__Given task__: Recast every line of the entries below as an item in a numbered list, leaving out the blank lines.

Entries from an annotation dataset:
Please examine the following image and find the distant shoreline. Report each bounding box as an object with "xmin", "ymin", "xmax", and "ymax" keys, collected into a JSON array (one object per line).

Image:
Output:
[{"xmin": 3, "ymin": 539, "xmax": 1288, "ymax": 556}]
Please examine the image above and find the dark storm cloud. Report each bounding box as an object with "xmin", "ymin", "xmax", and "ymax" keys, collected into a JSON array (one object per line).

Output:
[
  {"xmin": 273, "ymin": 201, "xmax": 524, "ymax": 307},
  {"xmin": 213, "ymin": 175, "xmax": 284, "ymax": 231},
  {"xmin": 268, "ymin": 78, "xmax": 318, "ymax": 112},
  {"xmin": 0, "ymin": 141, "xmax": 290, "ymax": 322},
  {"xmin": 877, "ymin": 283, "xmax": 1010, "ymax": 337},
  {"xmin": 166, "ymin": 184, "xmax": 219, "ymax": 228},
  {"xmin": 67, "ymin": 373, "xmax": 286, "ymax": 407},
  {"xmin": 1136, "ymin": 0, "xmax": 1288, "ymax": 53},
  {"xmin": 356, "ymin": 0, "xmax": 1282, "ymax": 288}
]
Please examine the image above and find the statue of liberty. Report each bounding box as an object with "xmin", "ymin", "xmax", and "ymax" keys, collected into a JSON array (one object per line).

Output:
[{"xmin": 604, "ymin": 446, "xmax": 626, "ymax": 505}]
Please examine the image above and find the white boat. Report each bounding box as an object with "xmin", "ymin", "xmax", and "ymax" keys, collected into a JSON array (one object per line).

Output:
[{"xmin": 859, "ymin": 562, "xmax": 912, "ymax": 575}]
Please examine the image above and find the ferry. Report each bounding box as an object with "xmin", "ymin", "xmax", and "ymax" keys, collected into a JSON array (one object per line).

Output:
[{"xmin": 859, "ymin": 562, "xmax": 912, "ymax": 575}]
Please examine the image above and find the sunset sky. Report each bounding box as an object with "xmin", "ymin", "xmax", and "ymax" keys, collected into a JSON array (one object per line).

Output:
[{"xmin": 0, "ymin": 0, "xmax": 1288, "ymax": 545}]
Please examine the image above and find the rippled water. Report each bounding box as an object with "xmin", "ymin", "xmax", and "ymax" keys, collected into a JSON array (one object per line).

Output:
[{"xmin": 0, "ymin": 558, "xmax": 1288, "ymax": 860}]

__Response to the exercise__:
1. Please examine the following image and find the distant shoreline. Report each bounding box as an object with "xmin", "ymin", "xmax", and "ymax" keys, collected into a JSON array (one object per line).
2. Image:
3. Output:
4. [{"xmin": 3, "ymin": 539, "xmax": 1288, "ymax": 556}]
5. Please examine the image above and find the dark storm cloud. Report each bounding box as an object with "xmin", "ymin", "xmax", and "ymax" keys, collected into a JSON array (one object per line).
6. Output:
7. [
8.   {"xmin": 273, "ymin": 201, "xmax": 524, "ymax": 307},
9.   {"xmin": 213, "ymin": 175, "xmax": 284, "ymax": 231},
10.   {"xmin": 268, "ymin": 78, "xmax": 318, "ymax": 112},
11.   {"xmin": 0, "ymin": 141, "xmax": 290, "ymax": 322},
12.   {"xmin": 877, "ymin": 283, "xmax": 1010, "ymax": 337},
13.   {"xmin": 166, "ymin": 184, "xmax": 219, "ymax": 228},
14.   {"xmin": 67, "ymin": 373, "xmax": 286, "ymax": 407},
15.   {"xmin": 1136, "ymin": 0, "xmax": 1288, "ymax": 53},
16.   {"xmin": 356, "ymin": 0, "xmax": 1282, "ymax": 288}
17. ]
18. Please examine the image above and find the statue of liberty. Report each bounding box as an object with "xmin", "ymin", "xmax", and "ymax" keys, collected into a JSON array (one object per line).
19. Output:
20. [{"xmin": 604, "ymin": 446, "xmax": 626, "ymax": 505}]
21. Please examine the image above and find the white boat. Report each bounding box as an object with "xmin", "ymin", "xmax", and "ymax" keys, collected into a JSON array (one object per line).
22. Output:
23. [{"xmin": 859, "ymin": 562, "xmax": 912, "ymax": 575}]
24. Please examine the image above and find the ferry. Report each bounding box as an object with "xmin", "ymin", "xmax", and "ymax" keys, collected into a JSON array (one object per line).
25. Output:
26. [{"xmin": 859, "ymin": 562, "xmax": 912, "ymax": 575}]
27. Please examine the image above and find the sunset sky. Report each bounding box as an object with "xmin", "ymin", "xmax", and "ymax" keys, collected into a JSON array (one object per line).
28. Output:
29. [{"xmin": 0, "ymin": 0, "xmax": 1288, "ymax": 545}]
30. Please examine the image above and find the rippled water. Report each bounding box as an object with "xmin", "ymin", "xmax", and "ymax" keys, collected into a JSON array (one object per line).
31. Output:
32. [{"xmin": 0, "ymin": 558, "xmax": 1288, "ymax": 860}]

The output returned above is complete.